* _Recorded data_
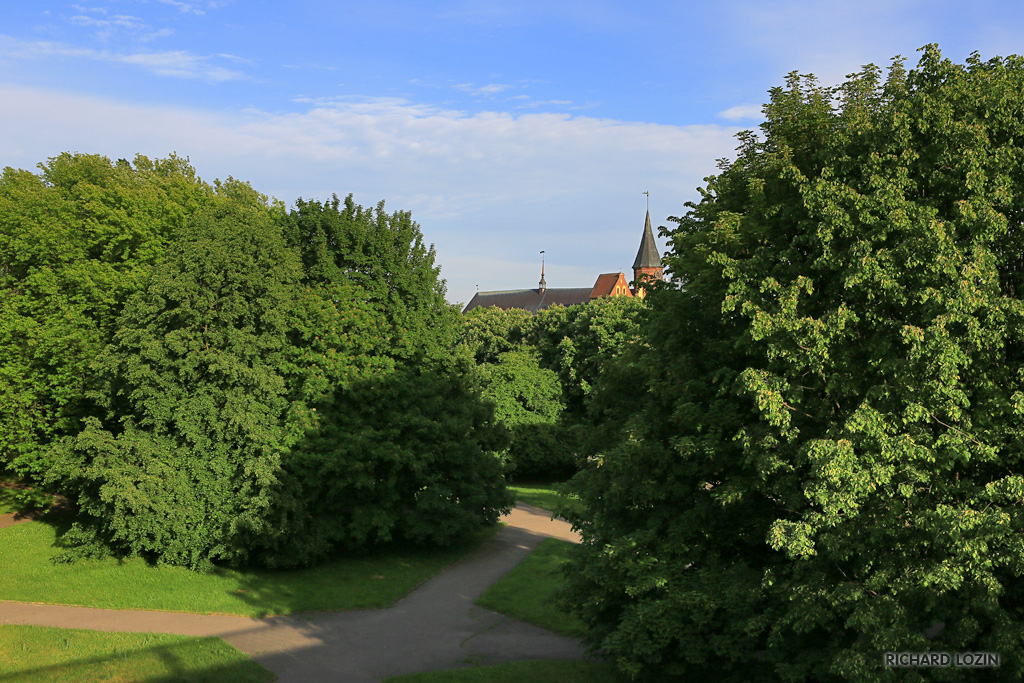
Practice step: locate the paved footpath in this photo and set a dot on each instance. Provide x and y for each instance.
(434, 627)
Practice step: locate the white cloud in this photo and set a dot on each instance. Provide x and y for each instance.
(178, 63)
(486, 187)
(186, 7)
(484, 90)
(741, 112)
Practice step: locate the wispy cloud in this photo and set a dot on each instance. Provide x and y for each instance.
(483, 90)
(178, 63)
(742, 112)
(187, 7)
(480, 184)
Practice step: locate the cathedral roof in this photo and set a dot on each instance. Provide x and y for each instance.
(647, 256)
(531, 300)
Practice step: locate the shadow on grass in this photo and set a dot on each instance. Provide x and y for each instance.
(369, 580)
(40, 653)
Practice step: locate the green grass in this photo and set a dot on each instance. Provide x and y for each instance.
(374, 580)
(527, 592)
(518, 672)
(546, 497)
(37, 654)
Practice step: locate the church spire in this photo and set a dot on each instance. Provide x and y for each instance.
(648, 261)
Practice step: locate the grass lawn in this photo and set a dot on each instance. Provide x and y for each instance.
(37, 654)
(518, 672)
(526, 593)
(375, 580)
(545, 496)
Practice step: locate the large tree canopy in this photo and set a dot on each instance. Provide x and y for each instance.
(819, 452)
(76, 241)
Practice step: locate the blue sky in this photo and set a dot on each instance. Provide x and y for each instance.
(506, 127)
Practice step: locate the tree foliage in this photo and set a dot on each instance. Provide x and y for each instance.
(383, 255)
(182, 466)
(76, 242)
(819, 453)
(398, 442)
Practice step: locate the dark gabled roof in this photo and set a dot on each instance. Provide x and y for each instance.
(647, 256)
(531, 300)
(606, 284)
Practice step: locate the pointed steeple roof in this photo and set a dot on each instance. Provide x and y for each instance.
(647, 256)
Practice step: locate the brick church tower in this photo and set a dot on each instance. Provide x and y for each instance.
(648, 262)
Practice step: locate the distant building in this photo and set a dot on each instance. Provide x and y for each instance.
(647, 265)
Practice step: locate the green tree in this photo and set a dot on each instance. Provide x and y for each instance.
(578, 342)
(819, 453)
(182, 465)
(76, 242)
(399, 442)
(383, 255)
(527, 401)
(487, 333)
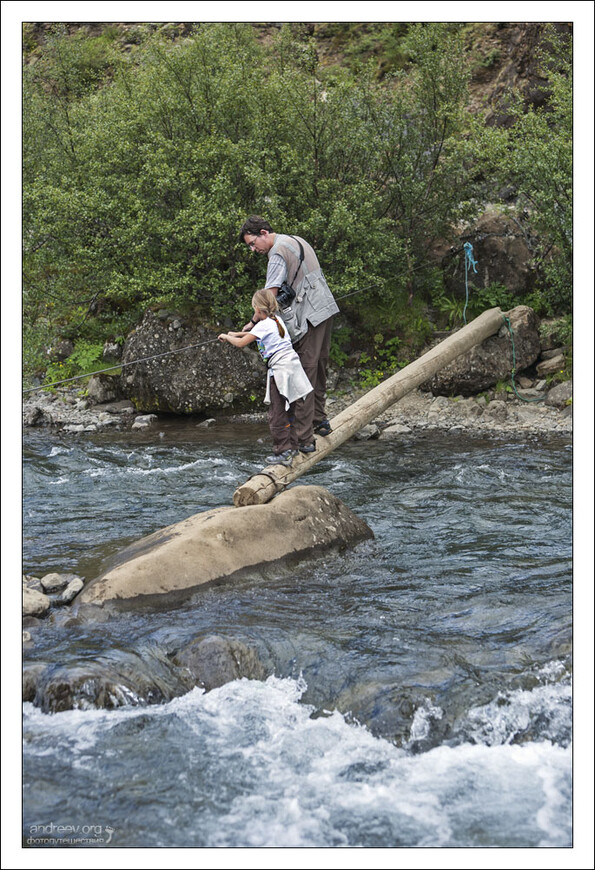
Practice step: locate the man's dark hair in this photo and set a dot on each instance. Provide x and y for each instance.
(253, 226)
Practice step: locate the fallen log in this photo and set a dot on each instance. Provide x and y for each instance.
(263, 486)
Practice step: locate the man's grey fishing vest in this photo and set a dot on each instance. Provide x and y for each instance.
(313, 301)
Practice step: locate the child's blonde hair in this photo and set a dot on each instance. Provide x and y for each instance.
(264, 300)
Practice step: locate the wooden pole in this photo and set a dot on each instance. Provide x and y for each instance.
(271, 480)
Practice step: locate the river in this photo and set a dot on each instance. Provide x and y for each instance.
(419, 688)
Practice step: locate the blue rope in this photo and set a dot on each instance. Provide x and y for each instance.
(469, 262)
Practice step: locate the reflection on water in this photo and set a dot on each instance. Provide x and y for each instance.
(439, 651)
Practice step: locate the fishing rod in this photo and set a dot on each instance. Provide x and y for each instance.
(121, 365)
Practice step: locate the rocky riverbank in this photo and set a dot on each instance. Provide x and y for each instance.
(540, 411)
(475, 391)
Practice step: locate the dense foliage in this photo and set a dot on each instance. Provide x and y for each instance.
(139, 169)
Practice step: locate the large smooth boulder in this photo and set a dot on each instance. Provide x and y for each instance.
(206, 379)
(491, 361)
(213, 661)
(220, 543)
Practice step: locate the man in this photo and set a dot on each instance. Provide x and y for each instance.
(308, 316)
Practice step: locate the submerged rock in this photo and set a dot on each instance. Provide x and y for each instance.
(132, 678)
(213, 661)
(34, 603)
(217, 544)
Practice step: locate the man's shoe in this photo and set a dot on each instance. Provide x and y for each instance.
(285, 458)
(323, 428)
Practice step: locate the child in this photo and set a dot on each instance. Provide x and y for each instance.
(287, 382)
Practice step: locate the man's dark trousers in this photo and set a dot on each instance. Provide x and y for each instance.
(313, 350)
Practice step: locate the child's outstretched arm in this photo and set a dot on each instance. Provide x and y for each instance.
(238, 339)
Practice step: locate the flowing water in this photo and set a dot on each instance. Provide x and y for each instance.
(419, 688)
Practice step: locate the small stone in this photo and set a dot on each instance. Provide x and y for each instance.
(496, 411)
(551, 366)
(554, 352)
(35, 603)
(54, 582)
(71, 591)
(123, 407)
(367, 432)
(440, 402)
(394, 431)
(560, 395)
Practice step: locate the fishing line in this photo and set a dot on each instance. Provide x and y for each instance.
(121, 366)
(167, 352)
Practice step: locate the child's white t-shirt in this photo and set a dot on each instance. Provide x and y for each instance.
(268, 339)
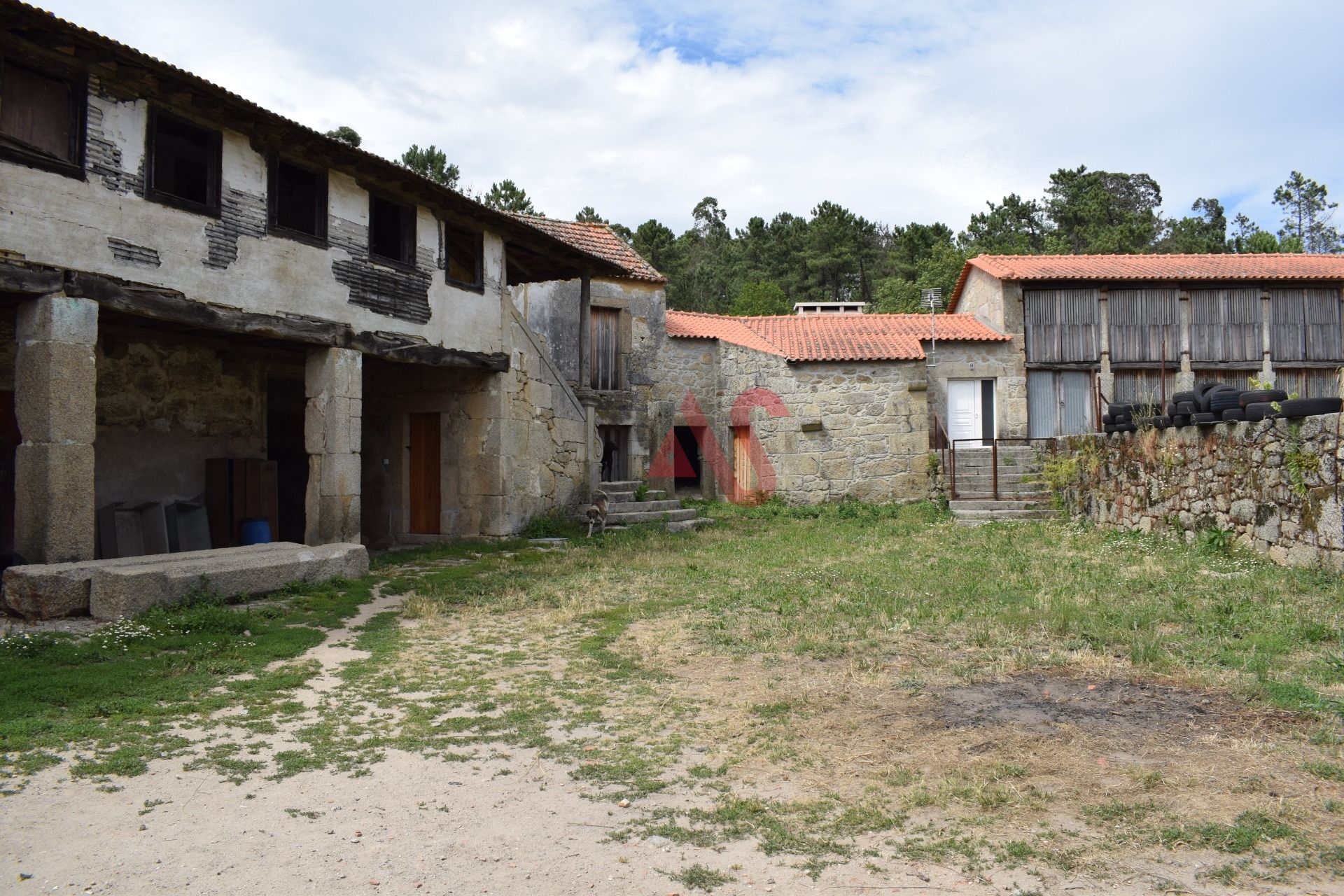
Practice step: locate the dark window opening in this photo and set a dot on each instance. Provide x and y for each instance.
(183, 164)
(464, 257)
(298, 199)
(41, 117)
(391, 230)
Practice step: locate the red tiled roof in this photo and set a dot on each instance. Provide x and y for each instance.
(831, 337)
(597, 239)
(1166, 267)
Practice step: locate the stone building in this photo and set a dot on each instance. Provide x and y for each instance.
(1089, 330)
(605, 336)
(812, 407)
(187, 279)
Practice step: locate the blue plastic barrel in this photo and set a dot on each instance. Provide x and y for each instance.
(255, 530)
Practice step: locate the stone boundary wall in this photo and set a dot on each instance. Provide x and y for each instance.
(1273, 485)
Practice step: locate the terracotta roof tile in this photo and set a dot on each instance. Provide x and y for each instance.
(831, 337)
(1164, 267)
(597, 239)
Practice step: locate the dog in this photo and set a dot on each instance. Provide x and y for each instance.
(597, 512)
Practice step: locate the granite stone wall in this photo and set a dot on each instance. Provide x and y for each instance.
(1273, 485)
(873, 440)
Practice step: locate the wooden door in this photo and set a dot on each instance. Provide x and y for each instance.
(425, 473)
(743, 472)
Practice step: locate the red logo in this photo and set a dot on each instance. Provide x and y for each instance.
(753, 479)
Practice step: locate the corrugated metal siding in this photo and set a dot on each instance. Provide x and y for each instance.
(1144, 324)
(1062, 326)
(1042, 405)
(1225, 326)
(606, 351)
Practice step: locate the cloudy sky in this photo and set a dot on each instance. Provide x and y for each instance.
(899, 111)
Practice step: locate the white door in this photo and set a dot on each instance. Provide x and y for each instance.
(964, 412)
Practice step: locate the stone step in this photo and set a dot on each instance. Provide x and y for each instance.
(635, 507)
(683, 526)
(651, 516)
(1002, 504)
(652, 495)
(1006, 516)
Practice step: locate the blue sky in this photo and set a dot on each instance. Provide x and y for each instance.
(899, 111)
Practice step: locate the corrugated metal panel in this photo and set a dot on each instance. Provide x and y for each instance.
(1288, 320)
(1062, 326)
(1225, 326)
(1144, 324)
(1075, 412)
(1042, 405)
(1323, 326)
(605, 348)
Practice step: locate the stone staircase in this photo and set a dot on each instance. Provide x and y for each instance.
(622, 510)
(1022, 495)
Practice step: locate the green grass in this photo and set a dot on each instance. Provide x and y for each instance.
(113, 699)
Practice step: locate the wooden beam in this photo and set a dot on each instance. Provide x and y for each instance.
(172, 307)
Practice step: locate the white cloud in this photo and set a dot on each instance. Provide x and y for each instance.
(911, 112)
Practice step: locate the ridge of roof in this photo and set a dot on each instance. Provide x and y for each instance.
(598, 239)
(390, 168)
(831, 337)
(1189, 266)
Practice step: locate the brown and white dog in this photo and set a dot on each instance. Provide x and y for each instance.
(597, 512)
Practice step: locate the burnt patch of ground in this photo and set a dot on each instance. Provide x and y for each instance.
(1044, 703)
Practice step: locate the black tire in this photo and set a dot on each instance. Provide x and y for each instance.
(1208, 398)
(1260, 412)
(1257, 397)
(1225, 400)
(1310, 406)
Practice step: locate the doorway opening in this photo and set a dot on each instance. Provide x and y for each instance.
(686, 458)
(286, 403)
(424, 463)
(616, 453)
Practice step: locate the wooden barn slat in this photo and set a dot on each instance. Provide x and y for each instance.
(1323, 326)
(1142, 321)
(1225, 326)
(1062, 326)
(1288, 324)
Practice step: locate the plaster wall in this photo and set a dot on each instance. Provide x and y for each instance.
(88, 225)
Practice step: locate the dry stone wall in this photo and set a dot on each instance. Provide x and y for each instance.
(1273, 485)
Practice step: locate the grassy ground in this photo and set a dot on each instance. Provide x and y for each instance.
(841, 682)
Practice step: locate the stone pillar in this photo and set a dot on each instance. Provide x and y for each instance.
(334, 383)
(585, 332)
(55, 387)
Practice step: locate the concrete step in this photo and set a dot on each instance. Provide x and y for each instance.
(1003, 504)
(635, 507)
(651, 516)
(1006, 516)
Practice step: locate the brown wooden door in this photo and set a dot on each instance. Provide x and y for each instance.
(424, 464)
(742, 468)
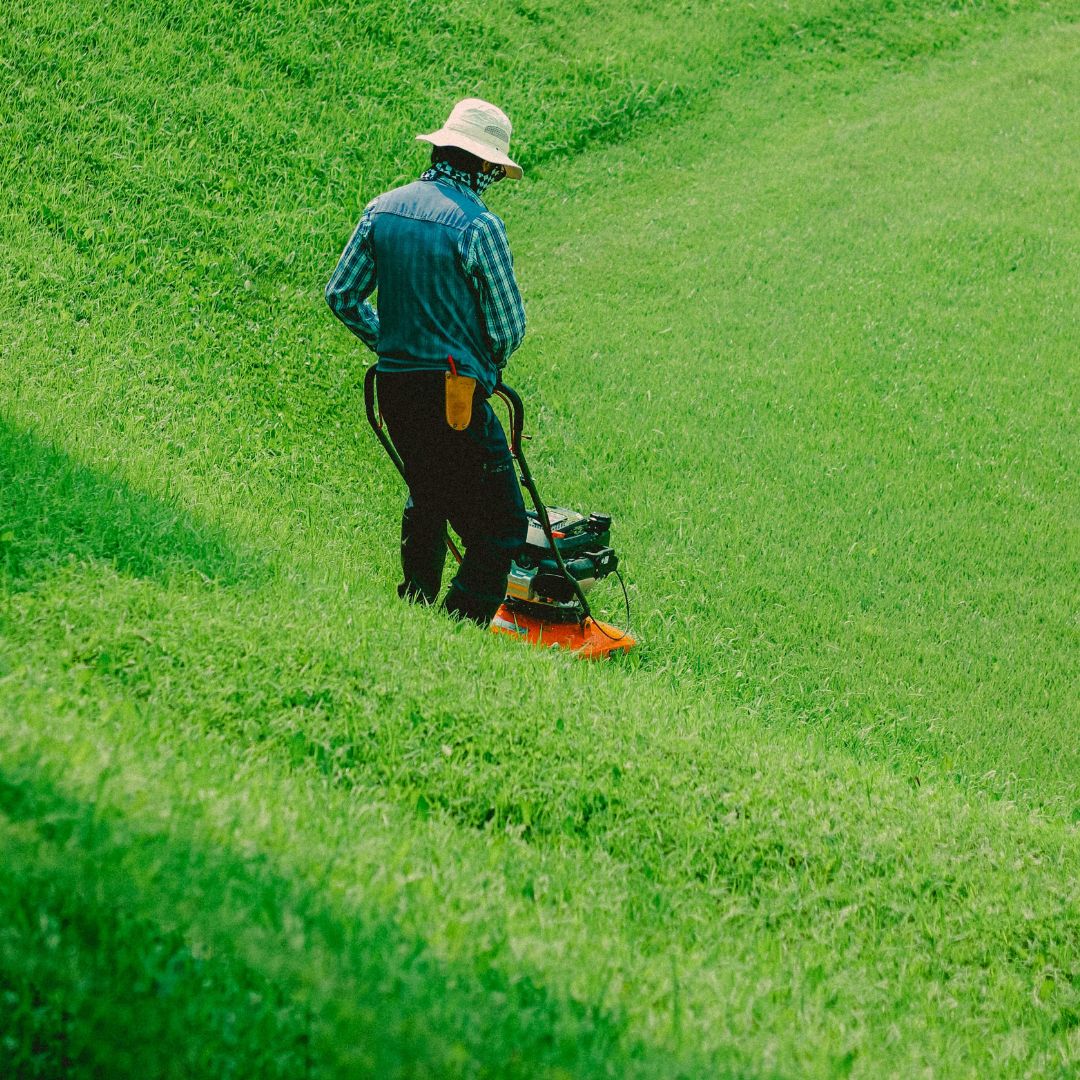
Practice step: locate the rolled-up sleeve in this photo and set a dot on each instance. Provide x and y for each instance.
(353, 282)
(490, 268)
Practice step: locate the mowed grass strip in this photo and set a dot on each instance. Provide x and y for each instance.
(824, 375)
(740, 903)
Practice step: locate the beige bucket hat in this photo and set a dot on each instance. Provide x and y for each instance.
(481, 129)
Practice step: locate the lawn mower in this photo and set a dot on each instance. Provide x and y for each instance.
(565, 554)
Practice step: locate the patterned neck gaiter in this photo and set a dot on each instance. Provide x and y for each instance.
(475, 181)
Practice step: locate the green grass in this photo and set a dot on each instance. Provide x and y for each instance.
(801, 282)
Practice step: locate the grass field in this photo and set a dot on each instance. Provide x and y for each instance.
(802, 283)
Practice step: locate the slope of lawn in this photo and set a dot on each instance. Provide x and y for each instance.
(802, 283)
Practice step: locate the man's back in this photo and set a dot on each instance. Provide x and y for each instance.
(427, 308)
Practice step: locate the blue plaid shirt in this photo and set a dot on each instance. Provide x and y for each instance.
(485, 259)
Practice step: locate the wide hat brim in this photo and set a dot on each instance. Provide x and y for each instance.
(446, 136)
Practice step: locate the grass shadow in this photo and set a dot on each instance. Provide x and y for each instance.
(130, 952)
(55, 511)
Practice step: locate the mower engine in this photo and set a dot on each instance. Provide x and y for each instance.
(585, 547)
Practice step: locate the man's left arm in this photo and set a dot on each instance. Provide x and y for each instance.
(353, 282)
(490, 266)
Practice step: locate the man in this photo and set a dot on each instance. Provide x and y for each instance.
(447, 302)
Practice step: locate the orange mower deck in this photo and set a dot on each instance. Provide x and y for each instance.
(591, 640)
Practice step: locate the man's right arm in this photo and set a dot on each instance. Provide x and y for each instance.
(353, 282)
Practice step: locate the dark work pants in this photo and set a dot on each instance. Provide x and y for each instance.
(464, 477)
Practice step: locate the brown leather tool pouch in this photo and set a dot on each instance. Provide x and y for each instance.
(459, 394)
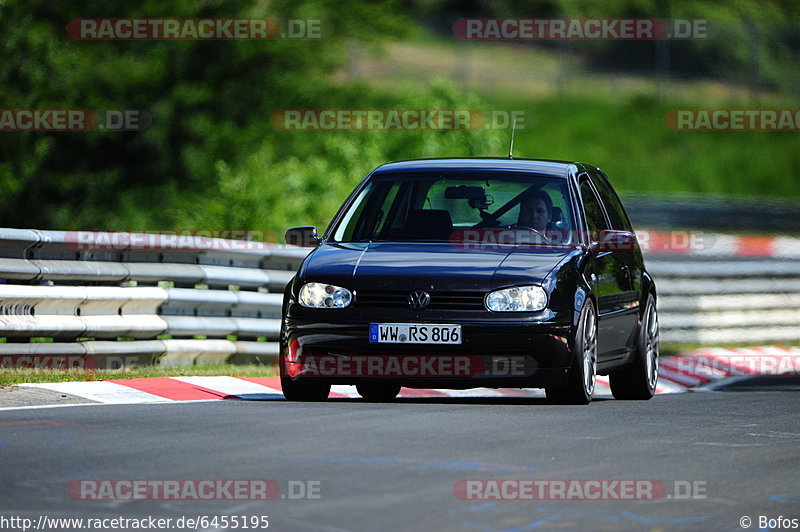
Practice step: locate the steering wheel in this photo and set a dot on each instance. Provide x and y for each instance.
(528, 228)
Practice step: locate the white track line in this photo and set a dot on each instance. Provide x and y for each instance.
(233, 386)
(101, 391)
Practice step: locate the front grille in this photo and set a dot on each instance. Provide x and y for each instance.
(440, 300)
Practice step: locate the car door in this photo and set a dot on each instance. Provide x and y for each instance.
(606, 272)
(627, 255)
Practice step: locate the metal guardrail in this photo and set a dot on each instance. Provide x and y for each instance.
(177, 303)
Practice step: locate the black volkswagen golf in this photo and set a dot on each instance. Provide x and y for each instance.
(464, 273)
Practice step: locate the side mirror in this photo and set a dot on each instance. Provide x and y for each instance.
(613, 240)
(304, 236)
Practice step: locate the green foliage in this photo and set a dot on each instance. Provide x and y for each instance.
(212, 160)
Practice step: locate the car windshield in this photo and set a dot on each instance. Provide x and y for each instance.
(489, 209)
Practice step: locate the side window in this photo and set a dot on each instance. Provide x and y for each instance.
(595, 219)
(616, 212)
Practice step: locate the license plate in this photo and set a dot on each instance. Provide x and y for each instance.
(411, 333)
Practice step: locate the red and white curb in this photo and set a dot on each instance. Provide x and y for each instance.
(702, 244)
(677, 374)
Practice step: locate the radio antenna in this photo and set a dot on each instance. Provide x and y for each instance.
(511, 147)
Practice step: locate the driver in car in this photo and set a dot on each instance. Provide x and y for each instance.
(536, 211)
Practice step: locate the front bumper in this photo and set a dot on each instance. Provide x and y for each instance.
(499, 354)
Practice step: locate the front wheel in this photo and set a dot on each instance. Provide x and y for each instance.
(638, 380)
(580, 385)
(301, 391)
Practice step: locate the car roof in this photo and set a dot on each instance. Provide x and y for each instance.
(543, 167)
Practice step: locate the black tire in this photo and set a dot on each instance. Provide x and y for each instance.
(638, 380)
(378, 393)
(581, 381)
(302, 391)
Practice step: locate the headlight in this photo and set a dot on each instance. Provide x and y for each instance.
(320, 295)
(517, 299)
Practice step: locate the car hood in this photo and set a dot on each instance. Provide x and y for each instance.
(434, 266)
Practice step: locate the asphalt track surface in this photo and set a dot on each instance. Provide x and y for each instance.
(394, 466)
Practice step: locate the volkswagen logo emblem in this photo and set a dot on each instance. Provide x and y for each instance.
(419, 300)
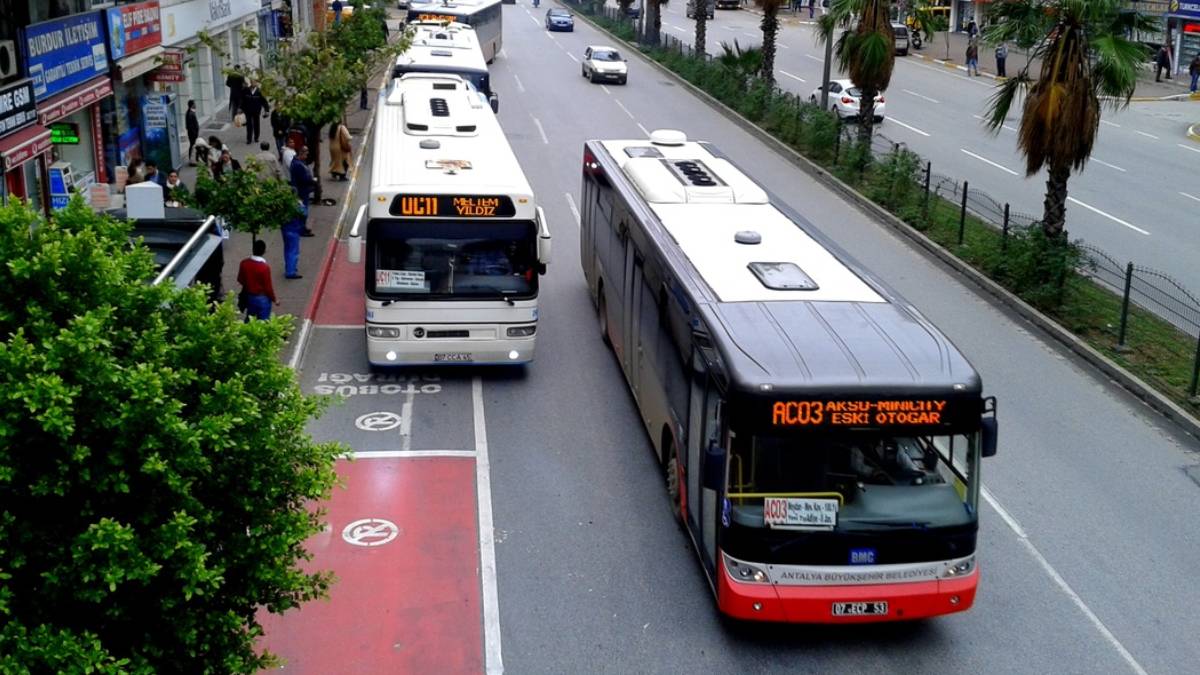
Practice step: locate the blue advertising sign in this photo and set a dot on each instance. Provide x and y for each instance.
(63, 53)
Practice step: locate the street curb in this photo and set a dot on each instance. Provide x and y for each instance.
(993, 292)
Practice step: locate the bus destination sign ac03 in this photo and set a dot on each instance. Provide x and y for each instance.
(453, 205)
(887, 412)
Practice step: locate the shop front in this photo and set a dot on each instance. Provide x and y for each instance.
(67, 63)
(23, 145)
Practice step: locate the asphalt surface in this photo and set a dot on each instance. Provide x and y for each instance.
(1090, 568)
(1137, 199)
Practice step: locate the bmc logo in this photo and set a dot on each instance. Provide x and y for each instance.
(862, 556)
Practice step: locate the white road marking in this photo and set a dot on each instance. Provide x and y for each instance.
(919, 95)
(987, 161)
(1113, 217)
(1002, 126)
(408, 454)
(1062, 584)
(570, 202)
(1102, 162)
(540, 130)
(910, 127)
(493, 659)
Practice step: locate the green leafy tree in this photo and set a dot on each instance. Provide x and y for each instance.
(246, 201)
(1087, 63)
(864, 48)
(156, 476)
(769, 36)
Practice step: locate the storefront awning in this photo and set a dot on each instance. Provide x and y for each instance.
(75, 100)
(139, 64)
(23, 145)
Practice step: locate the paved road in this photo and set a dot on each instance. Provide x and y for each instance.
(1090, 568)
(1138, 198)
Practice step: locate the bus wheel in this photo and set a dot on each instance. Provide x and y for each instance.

* _Required task_
Put the records from the line containing "Practice step: locate the man's dark trousers" through the line containing "(1166, 267)", both ends included, into a numbered list with blank lines omitted. Leave the pictures out of the list.

* _Answer for this exercise_
1. Practice step: locate the man's dark trousers in this photo and set a dot on each instance. Provide x and y for each instance.
2. (313, 350)
3. Practice step: locate the child's outstretched arm in this photo and set a dot on each instance. Provide x and y for each instance.
4. (238, 339)
5. Practice step: locate the flowing water in this photo and set a dot on each instance. Provide x and y for each instance.
6. (419, 688)
7. Practice step: locate the small stone in this photo and set a dot on each instance. Provide x and y for each instance.
8. (496, 411)
9. (551, 366)
10. (554, 352)
11. (35, 603)
12. (54, 582)
13. (71, 591)
14. (123, 407)
15. (367, 432)
16. (440, 402)
17. (394, 431)
18. (560, 395)
19. Practice step: locate the fishing line in this photo and set a dot on each instance. Provide x and y for each instance.
20. (121, 366)
21. (167, 352)
22. Practice step: locate the child's white t-shirt in this photo and set a dot on each instance. Provide x and y for each instance.
23. (268, 339)
24. Practice step: locate the dark window opening in this photo and set a dot on each instance. Provide x and y for each instance.
25. (183, 164)
26. (464, 257)
27. (298, 199)
28. (41, 117)
29. (391, 230)
30. Practice step: locate the red tiled roof in this photo and set a dot on each instance. Provide x and y for each instance.
31. (831, 337)
32. (597, 239)
33. (1166, 267)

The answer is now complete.